- _Source data_
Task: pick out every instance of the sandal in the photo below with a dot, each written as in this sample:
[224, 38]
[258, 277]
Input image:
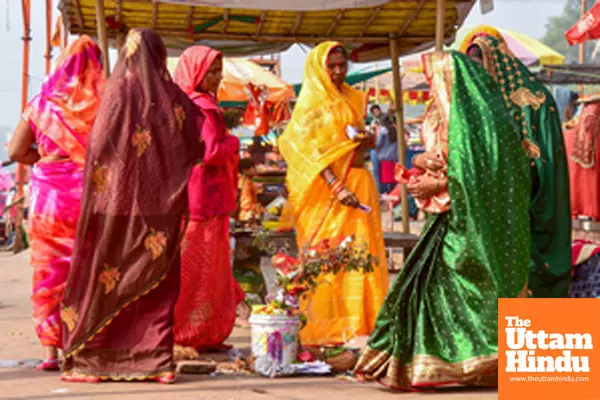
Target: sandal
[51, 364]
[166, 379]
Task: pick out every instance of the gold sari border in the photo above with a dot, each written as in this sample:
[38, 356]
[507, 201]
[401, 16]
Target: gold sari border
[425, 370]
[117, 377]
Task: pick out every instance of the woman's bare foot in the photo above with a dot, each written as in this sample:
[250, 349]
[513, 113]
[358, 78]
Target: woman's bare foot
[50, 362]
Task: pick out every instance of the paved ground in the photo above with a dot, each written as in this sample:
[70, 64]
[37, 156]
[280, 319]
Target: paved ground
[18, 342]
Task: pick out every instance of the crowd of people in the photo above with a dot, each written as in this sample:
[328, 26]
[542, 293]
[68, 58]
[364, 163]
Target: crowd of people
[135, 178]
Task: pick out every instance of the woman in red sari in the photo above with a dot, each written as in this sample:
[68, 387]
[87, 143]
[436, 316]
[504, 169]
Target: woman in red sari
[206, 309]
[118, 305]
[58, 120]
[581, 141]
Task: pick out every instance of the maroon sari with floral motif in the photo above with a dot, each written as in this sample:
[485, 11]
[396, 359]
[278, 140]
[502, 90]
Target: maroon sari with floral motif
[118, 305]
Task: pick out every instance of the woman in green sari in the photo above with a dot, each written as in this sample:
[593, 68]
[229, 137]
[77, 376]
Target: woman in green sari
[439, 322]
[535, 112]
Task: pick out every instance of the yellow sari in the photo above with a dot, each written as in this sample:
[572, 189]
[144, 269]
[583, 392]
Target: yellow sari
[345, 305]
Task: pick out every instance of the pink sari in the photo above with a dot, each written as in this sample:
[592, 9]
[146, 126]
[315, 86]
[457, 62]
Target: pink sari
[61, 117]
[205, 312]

- _The task_
The listing above must be printed again exactly, minus its pictures.

- _Solution for this exercise_
Task: pick out every instance of the sandal in the photo below with a dot, each written as in this sample:
[224, 38]
[258, 277]
Input image:
Target: sandal
[51, 364]
[166, 379]
Task: pick out every instance of the gold sari border in the photo above with a dot, each written as in this sample:
[38, 356]
[507, 201]
[401, 16]
Target: gold sari border
[425, 370]
[117, 377]
Task: pick out every instance of the woman's bare foot in the photo above with a dot, each written as in this sample:
[250, 349]
[513, 113]
[358, 78]
Target: woman's bare foot
[50, 362]
Task: pick out every instance of the paved ground in the photo above with a dot, each written as in this sample:
[70, 64]
[37, 156]
[280, 319]
Target: paved ground
[18, 342]
Task: pick out every instance of the crowd of people in the photo above with a dot, each written as in this sample:
[328, 26]
[542, 293]
[68, 58]
[364, 163]
Target: crowd of people
[135, 178]
Task: pick out every instance of the woman in red sari in the photo above with a dot, each written as in this sample:
[68, 387]
[87, 143]
[436, 316]
[504, 169]
Target: woman in red sari
[206, 309]
[118, 305]
[58, 120]
[581, 141]
Task: pick out every instance of the maroon sari with floral motif in the photo above with a dot, each written as in this sample:
[485, 11]
[396, 359]
[278, 140]
[502, 90]
Target: maroon sari with floral motif
[118, 305]
Task: pick out every instance of the woman in green sari in the photo above with a dot, each written as in this sample:
[593, 68]
[229, 137]
[77, 376]
Target: woman in green sari
[439, 322]
[535, 112]
Task: pick out every instance of the yellow sari in the photo above with a dot, each written as in this sample:
[572, 189]
[144, 269]
[583, 392]
Target: yellow sari
[345, 305]
Task: pick out every instance of the pink sari in the photo above with a dot, each written as in this sample:
[592, 9]
[146, 126]
[315, 86]
[457, 62]
Target: pink sari
[61, 117]
[205, 312]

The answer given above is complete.